# Petikan Teks
%%

Sabtu 23 May 2020 17:11 WIB
Komunis

100 Tahun PKI: Meletusnya Pemberontakan Kaoem Merah 1926

Meletusnya Pemberontakan Kaoem Merah 1926

Asisten residen mengunjungi kantor pos yang dirusak saat pemberontakan di Batavia.
Foto:

12 November 1926, menjelang pemberontakan, di Desa Bama, digelar pertemuan yang dihadiri massa dan dipimpin oleh Kiyai Moekri dan Kiyai Ilyas. Pertemuan itu juga dilakukan ‘Sembahyang Perang.’ Kain putih dilaporkan banyak terjual. Banyak orang berpuasa. Di Desa Pasirlama, dekat Caringin, di hadapan 700 orang, Haji Moestapha memberikan penjelasan untuk menyerang aissten wedana Cening. Sementara di Pandeglang dan Serang massa juga berkumpul.

 

Tengah malam pemberontakan dimulai. Di Labuan, Asisten Wedana, Mas Wiriadikoesoemah dan keluargaya ditangkap. Seorang polisi yang menjaga tewas dan dua lainnya terluka. Sebagian dari kelompok massa ini kemudian menyasar jalanan Labuan mencari polisi. Tiga orang polisi tewas, sedangkan Mas Mohammed Dahlan, seorang pegawai yang menjadi informan polisi terluka serius. Di Menes, pemberontakan melibatkan 300-400 orang. Wedana Raden Partadinata dan pengawas rel lokal, Benjamin dibunuh. Benjamin dibunuh kemudian dimutilasi. Di Desa Cening, dianara Menes dan Labuan, seorang polisi dan Wedana ditembak dan terluka. Namun pemberontakan di Labuan ini menemui kegagalan ketika mereka terlambat memutuskan sambungan telepon. otoritas di Batavia kemudian mengirimkan 100 tentara dipimpin Kapten Becking dan menuju Banten. Pasukan ini kemudian berhasil membebaskan Asisten Wedana, Mas Wiriadikoesoemah.

%%

# Data yang diekstraksi dari sebuah koleksi
%%

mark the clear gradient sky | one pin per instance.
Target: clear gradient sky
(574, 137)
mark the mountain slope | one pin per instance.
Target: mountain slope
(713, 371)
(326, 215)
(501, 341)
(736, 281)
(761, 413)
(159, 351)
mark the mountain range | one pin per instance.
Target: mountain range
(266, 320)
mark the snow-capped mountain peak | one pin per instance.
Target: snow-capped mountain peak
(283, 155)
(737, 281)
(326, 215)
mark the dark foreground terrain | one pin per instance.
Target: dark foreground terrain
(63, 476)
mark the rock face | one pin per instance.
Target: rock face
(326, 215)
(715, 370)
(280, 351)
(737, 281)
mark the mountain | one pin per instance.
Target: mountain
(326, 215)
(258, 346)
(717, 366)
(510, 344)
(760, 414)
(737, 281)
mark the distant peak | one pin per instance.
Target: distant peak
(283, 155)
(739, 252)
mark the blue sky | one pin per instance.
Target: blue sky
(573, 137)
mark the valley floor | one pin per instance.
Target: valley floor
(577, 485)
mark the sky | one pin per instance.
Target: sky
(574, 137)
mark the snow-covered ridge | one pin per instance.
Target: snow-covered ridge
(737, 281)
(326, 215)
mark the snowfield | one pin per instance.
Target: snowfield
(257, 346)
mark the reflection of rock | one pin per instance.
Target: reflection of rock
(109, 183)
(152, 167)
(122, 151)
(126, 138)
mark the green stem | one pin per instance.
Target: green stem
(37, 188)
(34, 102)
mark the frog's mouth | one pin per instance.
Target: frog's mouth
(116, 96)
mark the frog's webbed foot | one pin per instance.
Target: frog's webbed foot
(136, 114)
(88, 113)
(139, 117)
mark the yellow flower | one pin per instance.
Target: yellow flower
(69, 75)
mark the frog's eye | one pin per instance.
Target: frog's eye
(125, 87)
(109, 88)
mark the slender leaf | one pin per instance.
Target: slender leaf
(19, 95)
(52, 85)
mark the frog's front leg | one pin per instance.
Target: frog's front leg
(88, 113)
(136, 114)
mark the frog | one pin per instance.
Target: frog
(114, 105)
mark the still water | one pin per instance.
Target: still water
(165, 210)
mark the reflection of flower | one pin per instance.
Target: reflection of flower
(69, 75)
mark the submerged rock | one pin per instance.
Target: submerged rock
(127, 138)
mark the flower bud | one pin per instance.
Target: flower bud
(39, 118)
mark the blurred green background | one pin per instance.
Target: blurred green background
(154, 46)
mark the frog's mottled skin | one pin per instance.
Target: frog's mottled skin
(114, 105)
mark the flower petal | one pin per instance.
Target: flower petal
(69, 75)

%%

# Tujuan Tugas A
Tulis ulang tanpa perubahan baris-baris catatan mulai dari baris yang memuat "mark the blurred" sampai dengan akhir catatan.
# Tujuan Tugas B
Teruskan teks tentang pemberontakan 1926 mulai dari kalimat terakhirnya.
Teks tentang pemberontakan 1926 dan catatan di atas tidak memiliki hubungan apa pun.

# Hasil Latihan A
mark the blurred green background | one pin per instance.
Target: blurred green background
(154, 46)
mark the frog's mottled skin | one pin per instance.
Target: frog's mottled skin
(114, 105)
mark the flower petal | one pin per instance.
Target: flower petal
(69, 75)

# Hasil Latihan B
 

Gambar 2.3 Salah satu pemberitaan di Haagsche Courant tentang pemberontakan di Banten. Sumber foto Haagsche Courant, 20 November 1926
Gambar 2.3 Salah satu pemberitaan di Haagsche Courant tentang pemberontakan di Banten. Sumber foto Haagsche Courant, 20 November 1926

 

Gerakan pemberontakan kemudian berpusat di Desa Bama, pinggir Labuan. 14 November, ratusan orang berkumpul dpimpin oleh Kiyai Moekri. Ia menyerukan untuk menyerang orang Belanda di Labuan. Upaya Kiyai Moekri yang mengajak Tubagus Emed terbentur penolakan Kiyai Asnawi, yang tak lain ayah dari Tubagus Emed. Meski begitu mereka tetap menyerang ke Labuan. Upaya siang hari gagal karena dihadang patroli. Malamnya, upaya menyerang kembali gagal disertai kematian beberapa pemimpin mereka. Gelombang bantuan dari pusat pemerintahan kolonial menumpas sisa gerakan tersebut.

Di Petir, Serang, yang menjadi basis pendukung PKI perlawnan tak berlangsung lama. 13 November, massa dipimpin Kiyai Emed, Haji Soeeb dan lainnya mencoba menyerang asisten Wedana Petir. Namun Patroli militer Belanda berhasil melumpuhkan gerakan itu. Pada 17 November 1926 seluruh gerakan sudah habis. Hingga Desember 1926, sekitar 1300 orang ditangkap. 99 orang dibuang ke Digul, 27 diantaranya Haji dan 11 diantaranya Kiyai.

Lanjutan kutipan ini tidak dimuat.